▶ **EXERCISE GOAL**
Gather each line in the entries that includes the string "handle".

[Image-grounded pointing data]
● ● ● ● ●
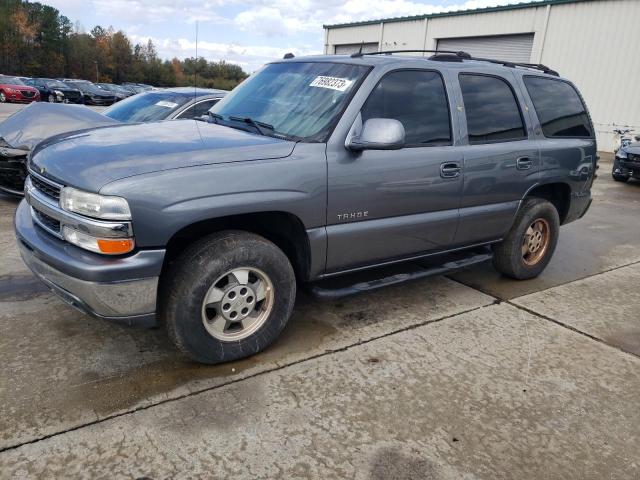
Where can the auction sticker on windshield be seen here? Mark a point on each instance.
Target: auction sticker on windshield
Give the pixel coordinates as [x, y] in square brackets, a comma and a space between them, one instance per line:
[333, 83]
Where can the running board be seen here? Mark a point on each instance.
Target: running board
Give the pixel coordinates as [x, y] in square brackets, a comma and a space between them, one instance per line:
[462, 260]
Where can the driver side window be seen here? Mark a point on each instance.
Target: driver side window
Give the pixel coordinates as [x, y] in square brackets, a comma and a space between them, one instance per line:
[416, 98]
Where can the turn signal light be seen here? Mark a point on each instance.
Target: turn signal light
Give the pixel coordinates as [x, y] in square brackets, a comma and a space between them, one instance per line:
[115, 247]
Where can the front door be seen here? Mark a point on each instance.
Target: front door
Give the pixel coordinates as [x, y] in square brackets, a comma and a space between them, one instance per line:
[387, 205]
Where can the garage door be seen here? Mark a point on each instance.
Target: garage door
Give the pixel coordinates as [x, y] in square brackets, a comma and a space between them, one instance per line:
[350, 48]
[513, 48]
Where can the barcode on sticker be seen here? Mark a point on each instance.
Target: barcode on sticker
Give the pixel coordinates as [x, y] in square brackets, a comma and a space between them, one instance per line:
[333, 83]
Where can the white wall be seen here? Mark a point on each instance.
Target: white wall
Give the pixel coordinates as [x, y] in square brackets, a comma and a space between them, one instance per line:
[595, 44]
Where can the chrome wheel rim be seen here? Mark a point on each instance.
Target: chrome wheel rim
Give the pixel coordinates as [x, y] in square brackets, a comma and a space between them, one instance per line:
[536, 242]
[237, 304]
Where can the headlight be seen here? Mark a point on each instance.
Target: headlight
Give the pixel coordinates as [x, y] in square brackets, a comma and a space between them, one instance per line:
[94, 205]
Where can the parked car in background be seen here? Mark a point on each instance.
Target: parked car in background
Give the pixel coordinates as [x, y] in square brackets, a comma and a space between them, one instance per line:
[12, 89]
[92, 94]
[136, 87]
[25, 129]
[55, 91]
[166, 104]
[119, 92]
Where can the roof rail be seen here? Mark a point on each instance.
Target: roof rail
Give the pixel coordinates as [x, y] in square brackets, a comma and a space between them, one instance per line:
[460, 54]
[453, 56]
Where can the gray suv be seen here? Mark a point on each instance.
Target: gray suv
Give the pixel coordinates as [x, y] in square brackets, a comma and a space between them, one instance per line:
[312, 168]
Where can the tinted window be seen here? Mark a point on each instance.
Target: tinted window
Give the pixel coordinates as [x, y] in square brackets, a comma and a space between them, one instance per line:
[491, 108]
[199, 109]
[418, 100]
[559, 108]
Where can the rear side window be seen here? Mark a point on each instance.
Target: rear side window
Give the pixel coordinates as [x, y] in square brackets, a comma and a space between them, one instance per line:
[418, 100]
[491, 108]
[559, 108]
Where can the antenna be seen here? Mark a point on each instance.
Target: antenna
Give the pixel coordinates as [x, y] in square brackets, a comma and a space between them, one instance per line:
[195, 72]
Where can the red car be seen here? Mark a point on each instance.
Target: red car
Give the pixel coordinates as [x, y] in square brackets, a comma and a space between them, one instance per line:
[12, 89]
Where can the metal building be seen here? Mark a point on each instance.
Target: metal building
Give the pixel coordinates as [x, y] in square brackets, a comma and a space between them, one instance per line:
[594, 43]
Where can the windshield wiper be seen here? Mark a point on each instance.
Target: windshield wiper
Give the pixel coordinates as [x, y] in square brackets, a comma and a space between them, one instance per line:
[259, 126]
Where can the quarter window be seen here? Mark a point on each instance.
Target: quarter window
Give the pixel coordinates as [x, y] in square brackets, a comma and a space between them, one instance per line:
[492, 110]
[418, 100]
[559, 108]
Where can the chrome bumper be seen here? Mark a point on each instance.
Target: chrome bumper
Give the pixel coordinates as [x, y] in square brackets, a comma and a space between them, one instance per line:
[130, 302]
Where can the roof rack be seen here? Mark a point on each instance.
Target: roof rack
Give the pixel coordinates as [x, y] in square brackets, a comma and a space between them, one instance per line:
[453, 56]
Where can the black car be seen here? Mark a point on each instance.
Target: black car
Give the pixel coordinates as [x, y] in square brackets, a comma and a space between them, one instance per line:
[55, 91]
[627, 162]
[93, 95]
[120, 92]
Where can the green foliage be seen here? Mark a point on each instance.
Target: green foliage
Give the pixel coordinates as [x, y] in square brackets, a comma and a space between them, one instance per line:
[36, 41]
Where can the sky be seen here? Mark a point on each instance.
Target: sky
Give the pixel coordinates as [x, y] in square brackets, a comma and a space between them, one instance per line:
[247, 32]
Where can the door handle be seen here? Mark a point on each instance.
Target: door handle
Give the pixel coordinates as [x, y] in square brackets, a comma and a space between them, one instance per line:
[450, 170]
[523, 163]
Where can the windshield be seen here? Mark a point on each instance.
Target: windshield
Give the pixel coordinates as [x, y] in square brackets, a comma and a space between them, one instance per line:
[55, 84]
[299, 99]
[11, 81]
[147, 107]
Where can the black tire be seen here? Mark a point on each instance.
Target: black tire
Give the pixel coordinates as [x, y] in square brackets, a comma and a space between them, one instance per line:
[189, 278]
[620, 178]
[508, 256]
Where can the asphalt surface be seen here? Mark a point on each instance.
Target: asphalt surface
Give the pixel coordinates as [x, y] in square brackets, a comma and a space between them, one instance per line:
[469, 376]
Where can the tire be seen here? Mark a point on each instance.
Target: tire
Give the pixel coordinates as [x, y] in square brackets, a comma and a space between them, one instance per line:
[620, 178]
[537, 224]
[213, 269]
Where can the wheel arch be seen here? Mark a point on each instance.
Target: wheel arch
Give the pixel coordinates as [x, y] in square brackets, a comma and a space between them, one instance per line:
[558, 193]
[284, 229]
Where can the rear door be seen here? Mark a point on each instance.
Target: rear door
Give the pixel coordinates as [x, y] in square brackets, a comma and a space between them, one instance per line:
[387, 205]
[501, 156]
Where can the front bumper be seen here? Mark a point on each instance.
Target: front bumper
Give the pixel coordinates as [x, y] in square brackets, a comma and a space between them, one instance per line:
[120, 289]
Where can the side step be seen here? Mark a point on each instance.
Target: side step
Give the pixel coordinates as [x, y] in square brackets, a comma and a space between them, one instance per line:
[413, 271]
● ● ● ● ●
▶ **WORKED SOLUTION**
Where can the door handle be seen here? Mark a point on each instance.
Target: door handle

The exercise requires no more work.